◆ **TEXTO DE LECTURA**
━━━━━━━━

Desde un barrio limítrofe de Los Ángeles a un concurrido bar donde ejercer de camarera. Su nueva realidad frustra especialmente a su hija mayor Vera, una malcriada con ínfulas que entiende como una humillación personal el que su madre tenga que llevar uniforme; que servir, que trabajar para traer el dinero a casa. Porque si algo tiene claro esta energúmena es que la pobreza no casa con sus tempranas aspiraciones de promoción social.

Esto es un Todd Haynes, así que ya habrá venido a vuestra cabeza un nombre: Douglas Sirk, el reconocido padre putativo del director californiano. Sí, el señor aquél que huyó de la Alemania nazi y le legó al cine norteamericano fenomenales cintas tan del agrado de tías lejanas e integrantes de la tercera edad con buen gusto. Vosotros os lo perdéis: es imposible no ver alguno de sus megadramones (Escrito sobre el viento (1956), Tiempo de amar, tiempo de morir (1958), Imitación a la vida (1959)) y no enamorarse al instante de los excesos, de las heroínas abnegadas entre la espada y la pared; no escandalizarse ante la amoralidad que siempre demuestran los poderosos, ante la intolerancia y la cerrazón mental de los pretendidamente más jóvenes.

━━━━━━━━

◆ **DATOS SIN PROCESAR**
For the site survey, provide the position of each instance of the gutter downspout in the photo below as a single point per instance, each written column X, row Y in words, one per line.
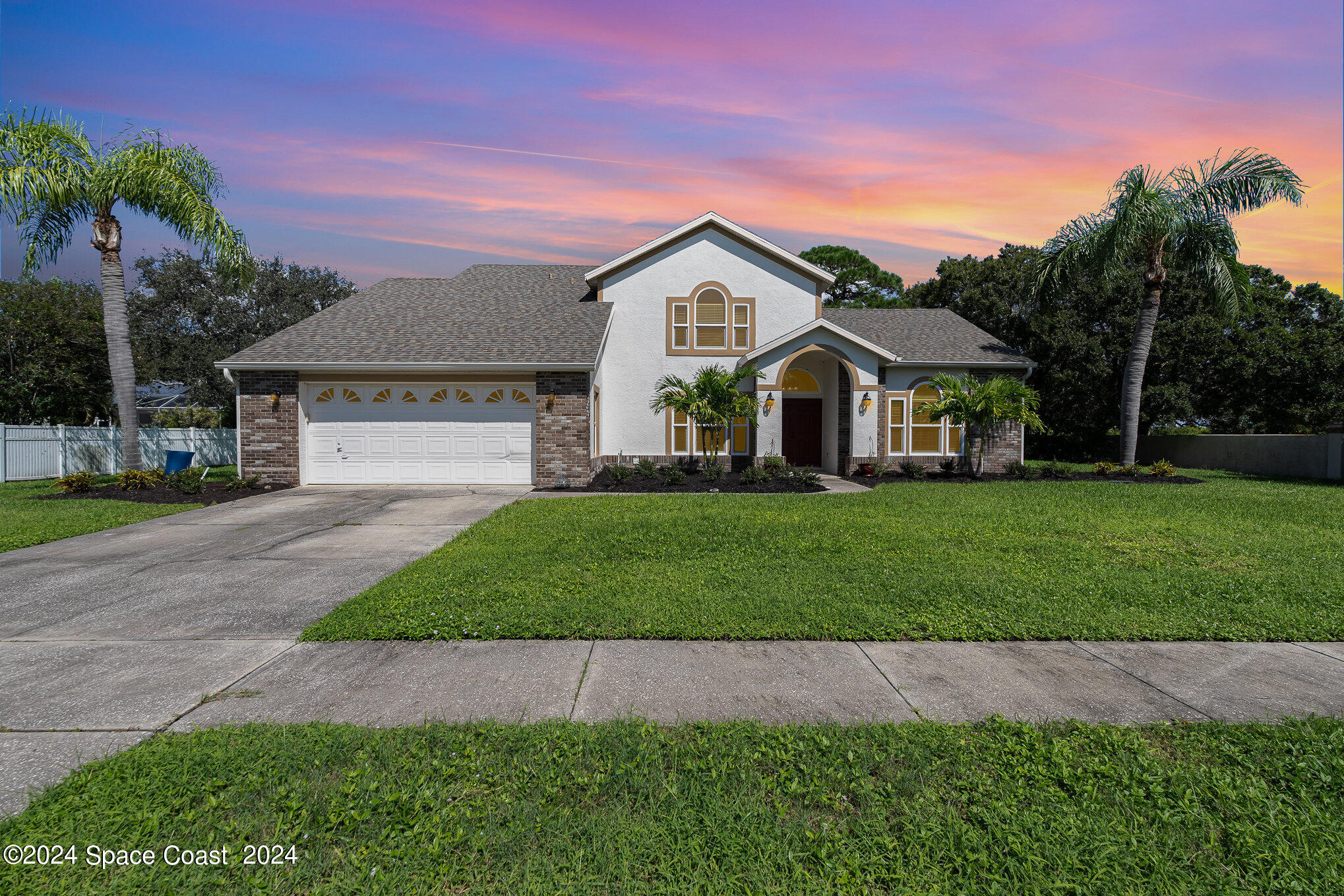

━━━━━━━━

◆ **SERIE DE EJERCICIOS**
A) Según el texto sobre Todd Haynes, ¿de qué país huyó Douglas Sirk?
B) Continúa el texto sobre Todd Haynes a partir de su última oración.
El listado no tiene relación con el texto sobre Todd Haynes.

◆ **RESULTADOS DEL EJERCICIO**
A) De la Alemania nazi.

B)
Así que aunque adivinemos desde el principio que el duelo dramático lo van a disputar la madre coraje y la hija desnaturalizada, Haynes nos hace creer que quizás esta mujer tenga derecho a un trocito de paraíso o, textualmente, del pastel. Porque Mildred aprende rápido y pasa de empleada a empleadora, con un producto estrella: sus tartas y dulces. La suerte le sonríe y un ex con olfato para los negocios le pone tras la pista del que acabará siendo el local de su primer restaurante. Nada podría irle mejor. El esfuerzo recompensado y todas esas mandangas, oye.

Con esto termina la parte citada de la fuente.